● **Exercise objective**:
Each line that follows is to be retyped exactly.

(Data listing)
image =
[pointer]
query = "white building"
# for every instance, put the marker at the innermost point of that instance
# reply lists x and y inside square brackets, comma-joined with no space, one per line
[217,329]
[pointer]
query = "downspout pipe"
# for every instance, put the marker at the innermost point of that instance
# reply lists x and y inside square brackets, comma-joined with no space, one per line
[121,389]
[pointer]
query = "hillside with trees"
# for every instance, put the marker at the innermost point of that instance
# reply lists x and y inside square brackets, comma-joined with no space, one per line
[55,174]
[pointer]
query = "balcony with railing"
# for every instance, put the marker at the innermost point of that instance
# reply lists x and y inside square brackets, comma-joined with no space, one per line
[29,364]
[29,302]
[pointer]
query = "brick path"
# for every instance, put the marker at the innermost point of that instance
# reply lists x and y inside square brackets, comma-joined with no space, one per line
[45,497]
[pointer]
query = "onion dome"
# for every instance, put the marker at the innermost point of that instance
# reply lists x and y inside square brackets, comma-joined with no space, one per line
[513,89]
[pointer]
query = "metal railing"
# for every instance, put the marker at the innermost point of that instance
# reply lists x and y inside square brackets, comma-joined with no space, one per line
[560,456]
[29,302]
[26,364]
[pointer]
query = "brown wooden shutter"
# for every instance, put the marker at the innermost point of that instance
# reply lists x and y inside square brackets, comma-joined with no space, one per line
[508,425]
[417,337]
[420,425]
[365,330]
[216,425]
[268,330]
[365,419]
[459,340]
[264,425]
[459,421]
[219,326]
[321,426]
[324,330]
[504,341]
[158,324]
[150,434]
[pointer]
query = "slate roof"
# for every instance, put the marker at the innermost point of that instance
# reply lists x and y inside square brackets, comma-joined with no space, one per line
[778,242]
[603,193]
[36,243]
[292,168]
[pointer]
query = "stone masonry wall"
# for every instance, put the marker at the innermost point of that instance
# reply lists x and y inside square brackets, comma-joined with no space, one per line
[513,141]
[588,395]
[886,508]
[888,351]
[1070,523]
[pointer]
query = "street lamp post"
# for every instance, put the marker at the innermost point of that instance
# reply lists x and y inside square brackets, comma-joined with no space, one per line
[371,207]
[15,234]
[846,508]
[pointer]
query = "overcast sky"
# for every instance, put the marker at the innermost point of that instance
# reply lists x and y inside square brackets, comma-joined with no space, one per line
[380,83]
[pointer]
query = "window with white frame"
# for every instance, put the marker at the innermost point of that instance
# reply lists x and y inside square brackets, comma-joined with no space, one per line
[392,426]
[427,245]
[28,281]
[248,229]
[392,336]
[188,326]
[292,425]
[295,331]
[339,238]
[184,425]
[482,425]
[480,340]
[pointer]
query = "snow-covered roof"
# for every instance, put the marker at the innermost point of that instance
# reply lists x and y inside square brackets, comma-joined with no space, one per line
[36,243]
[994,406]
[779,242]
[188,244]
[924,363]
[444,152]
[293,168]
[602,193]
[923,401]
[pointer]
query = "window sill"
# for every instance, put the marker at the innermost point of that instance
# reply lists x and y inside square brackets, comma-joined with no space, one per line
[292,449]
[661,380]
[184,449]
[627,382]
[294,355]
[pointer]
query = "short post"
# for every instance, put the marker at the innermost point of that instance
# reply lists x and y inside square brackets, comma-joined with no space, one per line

● **Answer to the problem**:
image =
[pointer]
query = "white building"
# for every instance, put the marker at the innermost point of that instance
# reply lists x and y inside square brackets, comma-joined with no space, one per line
[217,329]
[pointer]
query = "downspout pipe"
# for every instance, put the marker at the innermost point of that instance
# reply lists x and y inside square brackets, comma-joined with no space, one per line
[121,389]
[pointer]
query = "hillside with trees"
# for every instance, put the marker at the innermost point of that instance
# reply lists x and y inside square brackets, comma-joined with no space, one per line
[55,174]
[pointer]
query = "balcony with railing"
# for every instance, put the marker at the innermost point of that instance
# reply lists x and y inside square brackets, comma-joined with no space, one per line
[29,364]
[29,302]
[pointer]
query = "brick path"
# for every instance, put the marker at the innermost point of that instance
# reply lists x and y inside square brackets, comma-joined with no space, one per line
[45,497]
[pointer]
query = "onion dome"
# for every instance, put the marker at the innermost point of that instance
# reply lists x and y inside square brackets, comma-joined with no space, one per line
[513,89]
[pointer]
query = "metal railing"
# for every instance, put the marker at the innermost point of that instance
# reply lists x and y inside square brackets, comma-joined with no space, one per line
[560,456]
[29,302]
[26,364]
[pointer]
query = "brown wooden shutter"
# for every instance, put the marker at the innermost point of that instance
# reply lists x and y inside square brackets, comma-joined with no space, one per line
[508,425]
[417,337]
[420,425]
[365,330]
[216,425]
[268,330]
[365,419]
[459,340]
[264,425]
[459,421]
[219,326]
[321,426]
[324,330]
[504,341]
[158,324]
[150,434]
[pointer]
query = "slate roof"
# for every instance, put the marker at the innermost point of that instance
# reply lists x and y inside square brackets, comma-joined with no space, one per line
[778,242]
[603,193]
[36,243]
[292,168]
[pointer]
query = "stone masonry wall"
# for every instance, put the marker at the innermost point of that instance
# reply lists x and y inside square brackets, comma-joined with no space, one per line
[513,141]
[588,395]
[886,508]
[888,351]
[1070,523]
[pointer]
query = "street lamp post"
# for every instance, put the marker at the innermost point of that instance
# reply lists x and y inside square brackets, comma-joined with no space, one per line
[371,207]
[15,234]
[846,508]
[pointer]
query = "overcast sky"
# for every instance, put the marker at the innermost point of that instance
# reply lists x and y inside square brackets, comma-joined with no space, one per line
[380,83]
[pointer]
query = "window with white frame"
# for every instance, put the marker at the innermost point of that instance
# reply lists x and y inside square brackets, comma-joined with no space, one per line
[392,426]
[427,245]
[28,281]
[248,229]
[392,336]
[188,326]
[292,425]
[295,331]
[339,238]
[184,425]
[482,425]
[480,340]
[pointer]
query = "snow-covered roof"
# for every instance, put the marker at the innermost point of that instance
# reply lists x and y inside square brackets, comma-joined with no space, one per line
[36,243]
[994,406]
[779,242]
[188,244]
[924,363]
[444,152]
[293,168]
[602,193]
[923,401]
[pointer]
query = "window sill"
# for every instance, put the marker at the innermost point of that instance
# reply lists x and y inside square brackets, comma-joined with no space, one per line
[292,449]
[661,380]
[184,449]
[627,382]
[294,355]
[pointer]
query = "short post"
# for every instance, put the marker at the innermost point of that instance
# reply lists x and y inside square brackets, comma-joined with no space, one per line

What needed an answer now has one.